**Fragmento del texto**.
Otro punto de presión en el que pienso es la diferencia entre los datos y la experiencia palpable de la economía. Las preocupaciones sobre la economía han disminuido a medida que el continuo crecimiento del empleo y el aumento de los salarios han compensado una crisis del costo de vida en la que la inflación superó los ingresos de los estadunidenses comunes y corrientes.
Pero si bien la confianza del consumidor está aumentando, también creo que hay un sentimiento más profundo y menos comprendido de vulnerabilidad económica a largo plazo en el pueblo estadunidense. Viven casi sin red de seguridad social en una de las sociedades capitalistas más rapaces del planeta, donde la contratación y el despido rápidos con poca o ninguna indemnización es la norma. Y mientras las empresas esperan con ansias los aumentos de productividad de la inteligencia artificial, los trabajadores se sienten cada vez más ansiosos por todas las formas en que cambiará los mercados laborales, en especial para los empleos administrativos de clase media.
Mientras, aunque la inflación general parece que se estabilizó, el precio de todos los elementos de la vida de la clase media —como educación, vivienda y atención de salud— siguen aumentando más rápido que la tasa de inflación básica. Las emergencias de atención de salud y las deudas son una de las principales causas de pobreza en EU, donde más de la mitad de los adultos que trabajan tienen problemas para cubrir sus costos de salud.

**Ejercicios por resolver**.
a) Devuelve sin cambios la parte del texto sobre la economía que se abre con las palabras "Mientras, aunque la" y se cierra con "costos de salud.".
b) Prolonga el texto sobre la economía a partir del punto en que se detiene.

Elementos guardados:
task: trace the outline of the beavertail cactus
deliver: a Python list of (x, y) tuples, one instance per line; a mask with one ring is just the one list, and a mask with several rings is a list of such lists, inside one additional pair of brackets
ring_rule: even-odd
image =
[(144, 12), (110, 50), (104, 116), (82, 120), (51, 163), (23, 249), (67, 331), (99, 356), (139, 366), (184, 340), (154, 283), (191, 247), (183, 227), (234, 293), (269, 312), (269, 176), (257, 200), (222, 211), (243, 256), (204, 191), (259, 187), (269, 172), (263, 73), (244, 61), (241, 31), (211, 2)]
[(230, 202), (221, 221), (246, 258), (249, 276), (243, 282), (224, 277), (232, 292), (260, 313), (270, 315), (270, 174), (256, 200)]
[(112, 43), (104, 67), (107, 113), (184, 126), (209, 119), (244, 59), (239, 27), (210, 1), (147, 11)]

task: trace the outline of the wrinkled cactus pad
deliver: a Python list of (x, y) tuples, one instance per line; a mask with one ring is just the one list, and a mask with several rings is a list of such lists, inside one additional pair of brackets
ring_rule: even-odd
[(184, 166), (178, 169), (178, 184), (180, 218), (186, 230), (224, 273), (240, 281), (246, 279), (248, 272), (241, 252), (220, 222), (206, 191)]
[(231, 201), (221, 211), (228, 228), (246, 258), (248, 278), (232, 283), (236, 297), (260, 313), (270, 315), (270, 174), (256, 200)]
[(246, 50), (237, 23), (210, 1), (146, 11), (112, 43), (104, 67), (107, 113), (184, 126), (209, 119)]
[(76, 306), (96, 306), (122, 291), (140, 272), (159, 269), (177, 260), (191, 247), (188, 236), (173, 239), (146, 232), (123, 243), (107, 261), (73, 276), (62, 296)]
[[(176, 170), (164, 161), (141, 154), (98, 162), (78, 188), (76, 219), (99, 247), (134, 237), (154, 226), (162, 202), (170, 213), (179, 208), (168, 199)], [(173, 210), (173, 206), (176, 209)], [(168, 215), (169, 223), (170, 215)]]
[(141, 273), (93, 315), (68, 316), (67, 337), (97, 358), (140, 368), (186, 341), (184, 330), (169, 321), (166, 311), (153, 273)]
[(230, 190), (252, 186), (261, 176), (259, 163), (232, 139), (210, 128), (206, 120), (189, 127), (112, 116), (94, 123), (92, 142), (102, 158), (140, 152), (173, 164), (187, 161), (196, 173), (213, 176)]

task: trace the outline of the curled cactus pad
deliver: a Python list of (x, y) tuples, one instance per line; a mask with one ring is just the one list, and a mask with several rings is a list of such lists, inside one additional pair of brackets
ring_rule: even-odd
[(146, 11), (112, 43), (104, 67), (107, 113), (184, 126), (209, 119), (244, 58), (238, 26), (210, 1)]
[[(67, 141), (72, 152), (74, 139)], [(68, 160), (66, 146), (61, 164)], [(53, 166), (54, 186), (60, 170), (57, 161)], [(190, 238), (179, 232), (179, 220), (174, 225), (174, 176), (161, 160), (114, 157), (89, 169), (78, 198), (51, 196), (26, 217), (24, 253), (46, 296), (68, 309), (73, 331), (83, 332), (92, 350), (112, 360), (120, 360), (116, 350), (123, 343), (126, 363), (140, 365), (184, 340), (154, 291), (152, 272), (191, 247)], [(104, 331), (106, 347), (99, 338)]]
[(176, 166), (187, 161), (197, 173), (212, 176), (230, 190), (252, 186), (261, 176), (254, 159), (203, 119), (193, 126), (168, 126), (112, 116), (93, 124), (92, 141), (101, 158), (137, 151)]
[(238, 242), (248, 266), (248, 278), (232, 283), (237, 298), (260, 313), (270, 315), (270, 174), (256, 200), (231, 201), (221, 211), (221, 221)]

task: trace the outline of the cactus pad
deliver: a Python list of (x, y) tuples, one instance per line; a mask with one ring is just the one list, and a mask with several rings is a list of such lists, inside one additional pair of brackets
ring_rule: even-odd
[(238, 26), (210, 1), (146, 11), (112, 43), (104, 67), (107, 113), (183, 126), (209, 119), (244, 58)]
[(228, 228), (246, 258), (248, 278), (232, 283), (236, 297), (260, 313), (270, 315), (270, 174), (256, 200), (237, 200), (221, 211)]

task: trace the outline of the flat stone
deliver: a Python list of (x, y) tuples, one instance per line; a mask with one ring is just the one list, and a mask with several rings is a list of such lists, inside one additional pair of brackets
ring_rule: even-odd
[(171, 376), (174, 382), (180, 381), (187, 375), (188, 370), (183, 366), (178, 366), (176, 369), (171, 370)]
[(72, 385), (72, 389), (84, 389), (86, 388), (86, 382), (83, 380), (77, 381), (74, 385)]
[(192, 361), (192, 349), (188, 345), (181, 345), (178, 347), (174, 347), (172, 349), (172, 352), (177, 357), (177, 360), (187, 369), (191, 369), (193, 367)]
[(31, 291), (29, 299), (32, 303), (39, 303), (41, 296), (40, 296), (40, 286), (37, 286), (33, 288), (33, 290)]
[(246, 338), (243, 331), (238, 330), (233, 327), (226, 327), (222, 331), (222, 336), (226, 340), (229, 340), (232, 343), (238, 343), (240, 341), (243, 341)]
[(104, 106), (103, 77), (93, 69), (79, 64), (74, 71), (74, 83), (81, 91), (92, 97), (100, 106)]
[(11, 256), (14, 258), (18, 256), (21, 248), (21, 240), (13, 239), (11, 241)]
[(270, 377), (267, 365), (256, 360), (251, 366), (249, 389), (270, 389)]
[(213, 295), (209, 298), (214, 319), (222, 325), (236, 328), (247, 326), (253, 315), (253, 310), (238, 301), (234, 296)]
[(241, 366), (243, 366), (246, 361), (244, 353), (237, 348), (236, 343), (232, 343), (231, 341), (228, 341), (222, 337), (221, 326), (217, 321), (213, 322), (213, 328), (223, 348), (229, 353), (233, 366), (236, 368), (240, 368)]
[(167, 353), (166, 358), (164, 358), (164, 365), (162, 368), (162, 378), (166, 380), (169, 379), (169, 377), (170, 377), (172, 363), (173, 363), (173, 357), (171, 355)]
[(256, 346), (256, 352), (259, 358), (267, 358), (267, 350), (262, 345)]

**Respuestas esperadas**.
a)
Mientras, aunque la inflación general parece que se estabilizó, el precio de todos los elementos de la vida de la clase media —como educación, vivienda y atención de salud— siguen aumentando más rápido que la tasa de inflación básica. Las emergencias de atención de salud y las deudas son una de las principales causas de pobreza en EU, donde más de la mitad de los adultos que trabajan tienen problemas para cubrir sus costos de salud.

b)
Eso es impensable en Europa. Estados Unidos es un lugar donde la gente puede ser de clase media, incluso de clase media alta, y aun así sentirse bastante vulnerable económicamente. Somos ricos en relación con el resto del mundo, pero no estamos seguros. Y cuando la gente cae en EU, es un largo camino hacia abajo.
La idea de caer me lleva al tercer y último punto de presión, que es la naturaleza de los mercados en la actualidad. Yo fui una de las primeras personas en hablar de forma pesimista de la “burbuja de todo” —en la que los precios de las acciones, la vivienda y otros activos no dejan de subir— y voy a admitir que perdí dinero como consecuencia de eso.
Las utilidades corporativas y las previsiones optimistas justificarían los precios de los activos, que son un hito en este momento. No así la enorme concentración en un puñado de empresas de plataformas de tecnología. Cuando la capitalización de mercado de los siete magníficos (Apple, Amazon, Alphabet, Meta, Microsoft, Nvidia y Tesla) equivale al tamaño combinado de los mercados de Canadá, Japón y Reino Unido, uno debe cuestionarse las valoraciones.
O, como mínimo, preguntarse qué ocurrirá cuando se abran las válvulas de presión.